### [TASK DETAILS]
Reproduce the line that contains "of the dense" and every line after it through the end of the records, exactly, with nothing added.

____ MATERIAL

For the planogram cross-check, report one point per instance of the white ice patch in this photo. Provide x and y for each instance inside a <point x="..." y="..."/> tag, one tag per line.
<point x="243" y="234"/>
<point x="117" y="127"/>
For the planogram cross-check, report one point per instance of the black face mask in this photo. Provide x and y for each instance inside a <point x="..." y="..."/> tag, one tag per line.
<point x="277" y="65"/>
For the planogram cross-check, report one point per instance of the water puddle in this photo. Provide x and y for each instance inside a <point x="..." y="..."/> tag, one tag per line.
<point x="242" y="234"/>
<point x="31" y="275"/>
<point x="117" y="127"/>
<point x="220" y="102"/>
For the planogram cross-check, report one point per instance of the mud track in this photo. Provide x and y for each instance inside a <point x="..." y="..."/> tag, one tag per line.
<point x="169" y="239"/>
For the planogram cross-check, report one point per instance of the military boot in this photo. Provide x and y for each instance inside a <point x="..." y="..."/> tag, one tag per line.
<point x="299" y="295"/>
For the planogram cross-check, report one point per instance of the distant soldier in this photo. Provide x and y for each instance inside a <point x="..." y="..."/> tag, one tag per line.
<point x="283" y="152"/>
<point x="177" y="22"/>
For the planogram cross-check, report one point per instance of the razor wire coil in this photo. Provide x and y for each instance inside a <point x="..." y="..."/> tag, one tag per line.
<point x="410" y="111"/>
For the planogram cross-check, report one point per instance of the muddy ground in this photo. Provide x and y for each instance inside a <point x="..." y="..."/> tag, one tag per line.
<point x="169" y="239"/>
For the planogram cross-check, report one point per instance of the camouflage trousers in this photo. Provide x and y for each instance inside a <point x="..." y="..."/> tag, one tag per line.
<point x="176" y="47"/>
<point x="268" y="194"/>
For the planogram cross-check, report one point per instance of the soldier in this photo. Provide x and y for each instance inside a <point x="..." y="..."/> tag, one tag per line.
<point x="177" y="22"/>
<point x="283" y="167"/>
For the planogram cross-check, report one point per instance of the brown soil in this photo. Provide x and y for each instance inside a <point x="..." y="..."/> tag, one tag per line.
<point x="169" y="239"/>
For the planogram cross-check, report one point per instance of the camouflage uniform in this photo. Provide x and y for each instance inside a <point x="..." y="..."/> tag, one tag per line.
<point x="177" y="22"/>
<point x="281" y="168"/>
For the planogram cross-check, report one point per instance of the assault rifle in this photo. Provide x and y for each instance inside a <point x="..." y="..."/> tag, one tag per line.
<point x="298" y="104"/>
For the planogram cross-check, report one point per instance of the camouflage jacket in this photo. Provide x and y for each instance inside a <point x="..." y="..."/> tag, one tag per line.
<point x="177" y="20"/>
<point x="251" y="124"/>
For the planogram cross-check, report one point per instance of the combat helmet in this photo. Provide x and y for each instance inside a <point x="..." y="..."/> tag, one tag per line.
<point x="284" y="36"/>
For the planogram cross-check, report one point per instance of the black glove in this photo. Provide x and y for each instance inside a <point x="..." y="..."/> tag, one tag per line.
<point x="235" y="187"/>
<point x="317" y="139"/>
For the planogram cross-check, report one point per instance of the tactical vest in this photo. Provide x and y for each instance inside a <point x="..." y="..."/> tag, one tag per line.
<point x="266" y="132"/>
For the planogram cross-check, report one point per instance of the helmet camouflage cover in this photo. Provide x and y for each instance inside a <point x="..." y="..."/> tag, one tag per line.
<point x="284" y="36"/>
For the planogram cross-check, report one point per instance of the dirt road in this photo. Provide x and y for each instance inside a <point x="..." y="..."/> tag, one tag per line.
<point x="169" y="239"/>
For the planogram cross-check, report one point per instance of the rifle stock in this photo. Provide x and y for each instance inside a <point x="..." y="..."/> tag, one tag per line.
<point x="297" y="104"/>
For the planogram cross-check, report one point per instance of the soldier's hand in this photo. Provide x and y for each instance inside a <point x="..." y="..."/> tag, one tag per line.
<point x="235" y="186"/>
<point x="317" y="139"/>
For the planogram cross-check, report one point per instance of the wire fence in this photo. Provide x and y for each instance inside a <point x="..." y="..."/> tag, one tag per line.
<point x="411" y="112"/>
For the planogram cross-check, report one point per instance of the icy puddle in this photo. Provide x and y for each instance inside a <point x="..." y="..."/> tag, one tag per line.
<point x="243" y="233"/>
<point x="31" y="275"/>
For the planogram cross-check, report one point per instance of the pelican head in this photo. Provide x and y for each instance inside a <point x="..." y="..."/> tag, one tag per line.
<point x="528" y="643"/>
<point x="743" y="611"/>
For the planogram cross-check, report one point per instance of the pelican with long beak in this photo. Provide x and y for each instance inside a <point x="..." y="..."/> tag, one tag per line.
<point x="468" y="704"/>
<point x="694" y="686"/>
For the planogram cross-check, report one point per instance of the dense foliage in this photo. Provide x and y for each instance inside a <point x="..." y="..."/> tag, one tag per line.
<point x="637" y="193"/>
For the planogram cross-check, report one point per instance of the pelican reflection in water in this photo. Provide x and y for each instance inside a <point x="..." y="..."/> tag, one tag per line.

________

### [TASK RESPONSE]
For the planogram cross-check, report one point per instance of the dense foliage in this photo. Provide x and y for each instance inside a <point x="..." y="..."/> tag, one tag per line.
<point x="637" y="193"/>
For the planogram cross-check, report one point per instance of the pelican reflection in water in this photo. Provide x and y for each instance inside a <point x="..." y="..."/> tag, one tag per line.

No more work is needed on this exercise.